● Job
Could you give the data below again, exactly and completely?

========

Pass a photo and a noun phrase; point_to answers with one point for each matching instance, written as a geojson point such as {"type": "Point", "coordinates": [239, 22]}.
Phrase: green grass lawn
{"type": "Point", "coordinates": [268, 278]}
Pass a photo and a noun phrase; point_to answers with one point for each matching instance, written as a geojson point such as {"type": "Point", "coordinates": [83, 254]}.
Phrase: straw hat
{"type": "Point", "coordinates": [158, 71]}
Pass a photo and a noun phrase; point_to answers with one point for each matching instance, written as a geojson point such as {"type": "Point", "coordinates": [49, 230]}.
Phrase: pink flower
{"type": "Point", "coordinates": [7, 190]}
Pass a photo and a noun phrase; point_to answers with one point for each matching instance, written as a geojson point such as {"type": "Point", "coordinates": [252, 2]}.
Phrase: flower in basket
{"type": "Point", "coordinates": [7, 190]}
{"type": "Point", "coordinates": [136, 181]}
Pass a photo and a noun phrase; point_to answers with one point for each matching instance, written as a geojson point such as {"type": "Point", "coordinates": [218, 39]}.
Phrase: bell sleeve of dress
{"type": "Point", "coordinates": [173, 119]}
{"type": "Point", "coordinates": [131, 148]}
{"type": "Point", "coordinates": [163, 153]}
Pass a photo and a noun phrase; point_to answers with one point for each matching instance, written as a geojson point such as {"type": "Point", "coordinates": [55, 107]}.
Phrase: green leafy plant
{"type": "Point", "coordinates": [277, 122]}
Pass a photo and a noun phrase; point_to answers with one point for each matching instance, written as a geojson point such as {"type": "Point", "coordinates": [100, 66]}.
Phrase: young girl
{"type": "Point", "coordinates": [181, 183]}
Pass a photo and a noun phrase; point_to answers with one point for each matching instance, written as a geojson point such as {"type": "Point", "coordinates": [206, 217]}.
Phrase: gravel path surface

========

● Solution to the exercise
Pass a photo and a noun phrase; point_to answers with one point for each matching instance, written as a geojson point such as {"type": "Point", "coordinates": [239, 22]}.
Phrase: green grass lawn
{"type": "Point", "coordinates": [268, 278]}
Pass a photo and a noun phrase; point_to answers with one point for each matching instance, written as a geojson point such as {"type": "Point", "coordinates": [83, 254]}.
Phrase: straw hat
{"type": "Point", "coordinates": [158, 71]}
Pass a photo and a noun phrase; point_to answers with one point for each matching instance, written as a geojson point such as {"type": "Point", "coordinates": [49, 230]}.
Phrase: pink flower
{"type": "Point", "coordinates": [7, 190]}
Pass a photo and a noun phrase; point_to answers with one point for each matching instance, written as a geojson point such as {"type": "Point", "coordinates": [252, 2]}.
Phrase: flower in basket
{"type": "Point", "coordinates": [7, 190]}
{"type": "Point", "coordinates": [136, 181]}
Pass a photo and a noun phrase; point_to answers with one point for each matching instance, written as a geojson point such as {"type": "Point", "coordinates": [218, 39]}.
Phrase: bell sleeve of dress
{"type": "Point", "coordinates": [173, 119]}
{"type": "Point", "coordinates": [131, 148]}
{"type": "Point", "coordinates": [163, 153]}
Pass a photo and a noun phrase; point_to answers with one point for each matching instance, written as a geojson point such as {"type": "Point", "coordinates": [55, 107]}.
Phrase: green leafy plant
{"type": "Point", "coordinates": [277, 122]}
Pass a photo and a noun phrase; point_to answers with one point for each matching instance, written as a geojson point such as {"type": "Point", "coordinates": [100, 66]}.
Phrase: young girl
{"type": "Point", "coordinates": [181, 183]}
Pass a photo and a noun phrase; point_to answers with one point for each matching instance, written as a geojson point such as {"type": "Point", "coordinates": [206, 217]}.
Phrase: gravel path surface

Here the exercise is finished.